## [Jobs]
[a] Answer these questions from the message about sharing environments:
(i) Which flag must be given for the bootstrap configuration to be exported?
(ii) What happens during import if there is no client user name or password?
(iii) By what does the writer suggest indexing local environment information?
[b] List every option flag that appears in the two subcommands proposed in the message about sharing environments.
[c] From the message about sharing environments, pull out the passage starting at "How about two" and ending at "stale over time.".

Sharing environments - a proposal
roger peppe
roger.peppe at canonical.com
Fri May 30 12:58:13 UTC 2014
On 30 May 2014 10:59, William Reade <william.reade at canonical.com> wrote:
> I don't think there is any reason to drop ca-cert from the .jenv for a
> singular environment; when you're first connecting to any state server you
> certainly need verification that it's really who it says it is. The exact
> source of the trust depends on the scenario, for sure, but in the singular
> state-server case a .jenv is the simple sane way to do it IMO.
If we have a .jenv then a substantial part of Tim's suggestion is no
longer necessary.
How about two new subcommands?
juju export-env [ -o <file.jenv> ] [--provider-keys] environment
export-env exports information identifying an environment
to the given file. The exported information does not include
the client user name or password. The API address information
may become stale over time.
The bootstrap configuration (with provider-keys) will not be
exported unless the --provider-keys flag is given.
juju import-env [-u user] [-p password] file.jenv environment
import-env imports the given environment file, giving
it the given local environment name. The environment
will be contacted to verify the environment information
and refresh the API endpoint cache. If there is no
client user name or password, the user will be prompted
for them.
The main problem I see with this is it's possible to have
two local .jenv files referring to the same environment - if
one is destroyed, the other will still remain.
(Of course, this is actually a potential issue even now).
A better way of structuring things, perhaps, might be
to index local environment information by environment UUID,
keeping names as aliases only.
cheers,
rog.
>
>
> On Fri, May 30, 2014 at 9:32 AM, roger peppe <roger.peppe at canonical.com>
> wrote:
>>
>> On 30 May 2014 06:50, John Meinel <john at arbash-meinel.com> wrote:
>> > ...
>> >
>> >>
>> >> > PROBLEM: right now all connections to the api server are secured with
>> >> > TLS and the client-cert.
>> >>
>> >> As John says, this isn't actually true - connections are secured with
>> >> a server cert and a password.
>> >>
>> >> Unfortunately I believe it is impossible to lose either one of these
>> >> without rendering juju fundamentally insecure against man-in-the-middle
>> >> attacks.

## [Material shown]
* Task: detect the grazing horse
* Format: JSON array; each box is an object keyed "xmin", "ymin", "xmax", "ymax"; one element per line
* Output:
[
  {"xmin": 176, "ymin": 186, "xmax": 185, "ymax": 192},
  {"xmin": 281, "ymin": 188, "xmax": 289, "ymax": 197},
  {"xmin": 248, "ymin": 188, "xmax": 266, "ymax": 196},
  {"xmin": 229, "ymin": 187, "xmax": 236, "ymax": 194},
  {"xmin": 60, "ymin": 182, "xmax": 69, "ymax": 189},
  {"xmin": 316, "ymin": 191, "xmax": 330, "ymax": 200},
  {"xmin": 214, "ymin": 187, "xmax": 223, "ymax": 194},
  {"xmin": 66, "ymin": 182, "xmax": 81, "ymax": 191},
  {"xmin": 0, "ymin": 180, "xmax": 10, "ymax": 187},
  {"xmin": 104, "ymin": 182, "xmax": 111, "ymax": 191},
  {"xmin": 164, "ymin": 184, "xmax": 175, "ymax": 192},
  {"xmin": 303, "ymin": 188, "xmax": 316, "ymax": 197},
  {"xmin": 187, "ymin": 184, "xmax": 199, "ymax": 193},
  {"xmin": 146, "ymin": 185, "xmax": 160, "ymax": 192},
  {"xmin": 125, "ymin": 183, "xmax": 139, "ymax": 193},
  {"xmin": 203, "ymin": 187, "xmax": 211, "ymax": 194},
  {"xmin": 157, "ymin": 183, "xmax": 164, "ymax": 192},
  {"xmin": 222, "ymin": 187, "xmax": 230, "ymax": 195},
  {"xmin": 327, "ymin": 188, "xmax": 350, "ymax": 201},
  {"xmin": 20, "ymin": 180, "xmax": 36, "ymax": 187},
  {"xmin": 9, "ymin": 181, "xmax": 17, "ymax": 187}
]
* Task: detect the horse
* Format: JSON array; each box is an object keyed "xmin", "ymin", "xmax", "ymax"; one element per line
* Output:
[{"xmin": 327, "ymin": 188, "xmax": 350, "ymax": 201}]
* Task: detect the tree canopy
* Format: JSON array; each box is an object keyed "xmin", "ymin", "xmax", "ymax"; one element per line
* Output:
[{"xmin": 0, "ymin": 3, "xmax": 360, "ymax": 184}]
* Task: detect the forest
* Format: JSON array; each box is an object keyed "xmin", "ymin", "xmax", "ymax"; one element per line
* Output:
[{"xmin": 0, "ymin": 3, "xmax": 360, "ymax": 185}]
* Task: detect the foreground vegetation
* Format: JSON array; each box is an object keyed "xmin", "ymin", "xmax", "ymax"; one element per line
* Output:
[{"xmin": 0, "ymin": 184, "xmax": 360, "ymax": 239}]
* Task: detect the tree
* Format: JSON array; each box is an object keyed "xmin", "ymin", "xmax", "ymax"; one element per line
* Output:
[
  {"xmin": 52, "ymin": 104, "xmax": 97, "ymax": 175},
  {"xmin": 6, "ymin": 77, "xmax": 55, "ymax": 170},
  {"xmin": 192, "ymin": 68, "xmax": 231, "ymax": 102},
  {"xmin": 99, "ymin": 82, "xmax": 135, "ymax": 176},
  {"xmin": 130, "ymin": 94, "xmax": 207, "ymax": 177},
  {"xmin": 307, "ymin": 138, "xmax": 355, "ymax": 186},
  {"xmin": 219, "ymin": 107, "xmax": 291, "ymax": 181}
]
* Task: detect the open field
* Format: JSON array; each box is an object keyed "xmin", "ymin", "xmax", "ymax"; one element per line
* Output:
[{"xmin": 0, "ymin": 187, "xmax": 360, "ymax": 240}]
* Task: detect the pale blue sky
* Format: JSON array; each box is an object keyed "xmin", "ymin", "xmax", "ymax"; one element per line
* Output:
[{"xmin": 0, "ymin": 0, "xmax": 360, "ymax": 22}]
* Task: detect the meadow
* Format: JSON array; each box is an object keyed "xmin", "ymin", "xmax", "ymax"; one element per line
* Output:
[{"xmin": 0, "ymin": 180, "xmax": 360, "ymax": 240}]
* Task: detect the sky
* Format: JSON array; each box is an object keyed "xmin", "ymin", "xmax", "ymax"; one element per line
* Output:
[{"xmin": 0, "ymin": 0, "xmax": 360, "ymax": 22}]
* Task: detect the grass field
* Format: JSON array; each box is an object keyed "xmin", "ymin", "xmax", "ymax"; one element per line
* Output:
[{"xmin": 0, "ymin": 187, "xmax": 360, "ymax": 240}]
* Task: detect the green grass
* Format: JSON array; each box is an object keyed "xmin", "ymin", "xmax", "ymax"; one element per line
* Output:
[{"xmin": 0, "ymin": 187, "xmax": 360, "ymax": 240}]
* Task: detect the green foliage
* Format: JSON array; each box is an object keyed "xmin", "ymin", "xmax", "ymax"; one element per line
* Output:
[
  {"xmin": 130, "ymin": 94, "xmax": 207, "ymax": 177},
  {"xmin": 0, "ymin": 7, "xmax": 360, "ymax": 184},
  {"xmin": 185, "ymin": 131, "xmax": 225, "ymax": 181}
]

## [Solutions for each task]
[a]
(i) The --provider-keys flag.
(ii) The user is prompted for them.
(iii) By environment UUID, with names kept as aliases only.

[b] -o, --provider-keys, -u, -p

[c]
How about two new subcommands?
juju export-env [ -o <file.jenv> ] [--provider-keys] environment
export-env exports information identifying an environment
to the given file. The exported information does not include
the client user name or password. The API address information
may become stale over time.